## Условие задания
Напишите продолжение приведенного ниже текста о толках вокруг новых чудесных лучей. Начните сразу после его последнего предложения.

Говорили еще, да что там говорили, ссылались на самые высокие авторитеты, будто при помощи этих, новых лучей будет окончательно решена проблема освещения городских улиц и площадей. Днем и ночью, без малейших затрат на возведение каких-либо столбов, без натянутых между ними металлических проводов, на улицах можно будет читать.
Да что там «читать», захлебывались третьи. Это сущие пустяки, эта возможность читать. Читать можно и дома, сидя за столом. Посредством этих лучей удастся вбивать в головы то, что содержится в книгах. Стоит лишь осветить прибором текст, затем медленно перевести поток лучей на голову ученика, и никакая сила уже не выцарапает из его черепа упакованных туда знаний…
– И это все пустяки, – кричали четвертые. – Что знания? Конечно, они важны, но самое важное здесь заключается в том, что при помощи этих, воистину сказочных лучей, оживляют даже давно умерших!
Находились, правда, и такие, которые откровенно пугались диковинного новшества: а как теперь будет со свободой мысли? При помощи этих лучей можно прочитать любую тайну, заложенную кому-нибудь в голову.
Как быть теперь дипломатам, которые говорят одно, а думают совершенно другое?
– Не так уж это и плохо, – возражали подобного рода пессимистам. – Уменьшится количество преступников, потому что никому теперь утаить своих скверных замыслов. А со временем, значит, отпадет и потребность в какой-то охране.
– Опять же беда! – сокрушались еще какие-то люди. – Да ведь теперь этак любой хулиган получит возможность рассматривать порядочную матрону, вплоть до самого распоследнего шва, затаенного в ее дорогостоящем наряде. Это все означает настоящую гибель нравственности. До чего мы дожили? Гвалт!
Но и для таких печальных умозаключений отыскивались утешительные альтернативы: мир не без добрых людей. Газеты сообщают о появлении фирм, которые позаботились о своих потенциальных клиентах: эти фирмы изобрели и сумели даже выпустить специально устроенные сумки, портфели, чемоданы, которые не пропускают сквозь себя никакого свечения. Что ты там несешь, какие документы, какие деньги или драгоценности, – никому ничего не узнать.
А если уж кому-нибудь и хочется почувствовать себя в постоянной безопасности, – то для подобных сибаритов выпущено специальное белье. Облачишься в такую обновку – и ступай, куда тебе только заблагорассудится, никто из посторонних ни за что не увидит, какой, по правде говоря, у тебя рубец на груди или еще там что-нибудь в этом роде.

Сохраненные записи данных:
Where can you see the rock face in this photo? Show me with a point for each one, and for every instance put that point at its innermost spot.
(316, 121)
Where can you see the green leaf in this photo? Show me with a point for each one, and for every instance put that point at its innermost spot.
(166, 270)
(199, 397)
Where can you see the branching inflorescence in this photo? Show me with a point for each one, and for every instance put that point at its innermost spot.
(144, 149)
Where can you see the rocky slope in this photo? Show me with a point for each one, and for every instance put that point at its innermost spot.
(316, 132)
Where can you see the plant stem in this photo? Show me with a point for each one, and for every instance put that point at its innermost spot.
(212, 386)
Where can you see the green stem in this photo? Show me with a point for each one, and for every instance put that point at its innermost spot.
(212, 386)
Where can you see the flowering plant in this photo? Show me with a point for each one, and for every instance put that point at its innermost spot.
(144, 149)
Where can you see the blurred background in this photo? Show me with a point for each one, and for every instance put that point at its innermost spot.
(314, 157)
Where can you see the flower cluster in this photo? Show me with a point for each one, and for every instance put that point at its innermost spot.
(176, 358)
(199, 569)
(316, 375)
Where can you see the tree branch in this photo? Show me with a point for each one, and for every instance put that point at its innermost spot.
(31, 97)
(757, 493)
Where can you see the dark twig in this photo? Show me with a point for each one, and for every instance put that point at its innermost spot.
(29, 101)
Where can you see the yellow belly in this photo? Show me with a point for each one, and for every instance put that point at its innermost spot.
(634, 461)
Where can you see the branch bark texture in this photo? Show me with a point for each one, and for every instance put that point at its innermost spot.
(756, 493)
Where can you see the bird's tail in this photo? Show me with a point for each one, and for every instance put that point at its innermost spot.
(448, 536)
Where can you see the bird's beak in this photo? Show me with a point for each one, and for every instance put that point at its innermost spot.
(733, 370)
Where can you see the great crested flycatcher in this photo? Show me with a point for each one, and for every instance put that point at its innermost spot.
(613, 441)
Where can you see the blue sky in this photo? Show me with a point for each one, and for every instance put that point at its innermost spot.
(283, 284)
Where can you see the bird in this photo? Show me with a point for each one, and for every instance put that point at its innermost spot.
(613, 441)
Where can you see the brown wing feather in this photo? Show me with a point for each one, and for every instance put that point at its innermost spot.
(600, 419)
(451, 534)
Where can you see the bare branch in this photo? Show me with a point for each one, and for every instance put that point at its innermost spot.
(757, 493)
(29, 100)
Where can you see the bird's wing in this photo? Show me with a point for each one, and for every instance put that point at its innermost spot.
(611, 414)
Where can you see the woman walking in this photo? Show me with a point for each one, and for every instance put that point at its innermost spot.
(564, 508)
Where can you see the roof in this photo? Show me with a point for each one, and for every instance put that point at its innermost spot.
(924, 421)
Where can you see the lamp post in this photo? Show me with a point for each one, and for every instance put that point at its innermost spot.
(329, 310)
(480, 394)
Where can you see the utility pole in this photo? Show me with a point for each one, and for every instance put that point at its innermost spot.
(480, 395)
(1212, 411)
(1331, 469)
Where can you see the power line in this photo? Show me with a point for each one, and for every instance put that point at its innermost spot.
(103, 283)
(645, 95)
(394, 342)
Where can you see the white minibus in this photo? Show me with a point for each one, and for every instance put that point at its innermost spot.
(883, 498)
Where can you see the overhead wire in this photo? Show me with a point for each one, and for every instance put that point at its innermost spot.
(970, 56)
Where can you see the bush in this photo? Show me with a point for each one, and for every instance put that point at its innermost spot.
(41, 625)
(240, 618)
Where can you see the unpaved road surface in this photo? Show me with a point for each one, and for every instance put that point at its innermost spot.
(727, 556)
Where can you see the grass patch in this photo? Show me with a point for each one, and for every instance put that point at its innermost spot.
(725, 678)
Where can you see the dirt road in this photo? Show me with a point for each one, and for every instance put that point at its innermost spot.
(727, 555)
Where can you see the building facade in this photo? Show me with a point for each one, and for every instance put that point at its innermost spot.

## Поле ответа
Это были слухи, которыми жили все обыватели.
* * *
А между тем, в течение одного только 1896 года, о нашумевшем открытии вышло из печати целых сорок девять книг и более тысячи различного рода статей. Об этих лучах повсеместно читали публичные лекции. Их сразу же приняли на вооружение крупнейшие медицинские клиники.
И там, за больничными стенами, как была уверена публика европейских городов, творились уже настоящие чудеса. О них свидетельствовали снимки, на которых черными пятнами проступали кости, тогда как остальные части тела – едва-едва лишь угадывались.
А еще находились люди, которые своими глазами видели все описываемые чудеса и могли рассказывать о них в мельчайших подробностях.
И только постепенно становилось известным толпе все то, что уже было известно врачам, что произошло на самом деле.
* * *
Человек, открывший загадочное явление, получившее название х-лучи, – в действительности носил имя Вильгельм Конрад Рентген. Он и на самом деле был профессором Вюрцбургского университета и даже директором его физического института. А свое сногсшибательное открытие сделал он поздним вечером 8 ноября 1895 года.
Как выяснилось впоследствии, весь этот день для профессора Рентгена поначалу ничем не отличался от череды таких же унылых осенних деньков, наполненных, правда, любимой, но уже привычной для него работой, которую он исполнял порою как-то даже автоматически.
Убаюканный сумерками и тишиной, он, быть может, потому как раз и замешкался в своей лаборатории, отпустив перед тем ассистентов и даже старого своего слугу, следившего здесь за порядком.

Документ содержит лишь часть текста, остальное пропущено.